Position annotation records

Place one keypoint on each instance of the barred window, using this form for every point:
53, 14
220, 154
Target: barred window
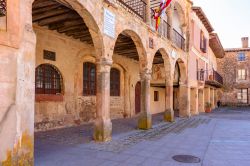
48, 80
3, 8
242, 74
89, 79
241, 56
114, 82
242, 96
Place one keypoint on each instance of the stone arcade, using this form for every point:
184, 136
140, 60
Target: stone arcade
59, 67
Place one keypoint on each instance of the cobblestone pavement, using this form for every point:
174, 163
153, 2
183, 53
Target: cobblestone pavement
221, 138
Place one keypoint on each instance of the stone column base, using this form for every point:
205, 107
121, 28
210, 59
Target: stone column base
102, 130
169, 115
184, 114
145, 121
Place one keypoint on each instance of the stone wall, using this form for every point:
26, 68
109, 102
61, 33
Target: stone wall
228, 67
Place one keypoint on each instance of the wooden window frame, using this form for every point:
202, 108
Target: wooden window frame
48, 80
240, 96
87, 82
115, 79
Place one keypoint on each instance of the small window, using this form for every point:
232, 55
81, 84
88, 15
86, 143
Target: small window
241, 56
242, 96
156, 95
48, 80
203, 43
89, 79
114, 82
242, 74
3, 8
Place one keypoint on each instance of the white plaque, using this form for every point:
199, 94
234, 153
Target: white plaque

> **Exercise task**
Exactly as written, return every line of the listing, but not the pictures.

> **Exercise result**
Place one keypoint on each instance of the barred window, using this form for every point:
53, 14
220, 154
Target: barred window
48, 80
3, 8
242, 74
89, 79
241, 56
114, 82
242, 96
Place one keypoint on each instance of the stone arcade, using this form for every point:
184, 136
140, 60
Target: stone arcade
59, 67
Place one keypoint on each instance of the cobblestone pavement, using this form for every point:
174, 163
153, 2
183, 53
Target: cobblestone pavement
221, 138
Place one keypoint on each instance of the stone column base, using this form for every point:
205, 107
121, 28
210, 59
Target: stone column base
102, 130
169, 115
184, 114
145, 121
Place one keypoint on each instance of the stone wall, using this form for every point:
26, 68
109, 102
61, 33
Target: stone wall
228, 67
Place one keypoint on each instance of the wooden window frame, using this form for every point:
202, 108
Target: wooden window frame
48, 80
240, 96
87, 82
115, 79
Place one keypoint on each instance of the small window, using this form for every point:
232, 55
81, 84
88, 15
86, 143
Target: small window
241, 56
242, 96
156, 95
48, 80
203, 43
89, 79
114, 82
242, 74
3, 8
Place one keypoint on each instance of the white plaque, using this form for every point:
199, 94
234, 153
Target: white plaque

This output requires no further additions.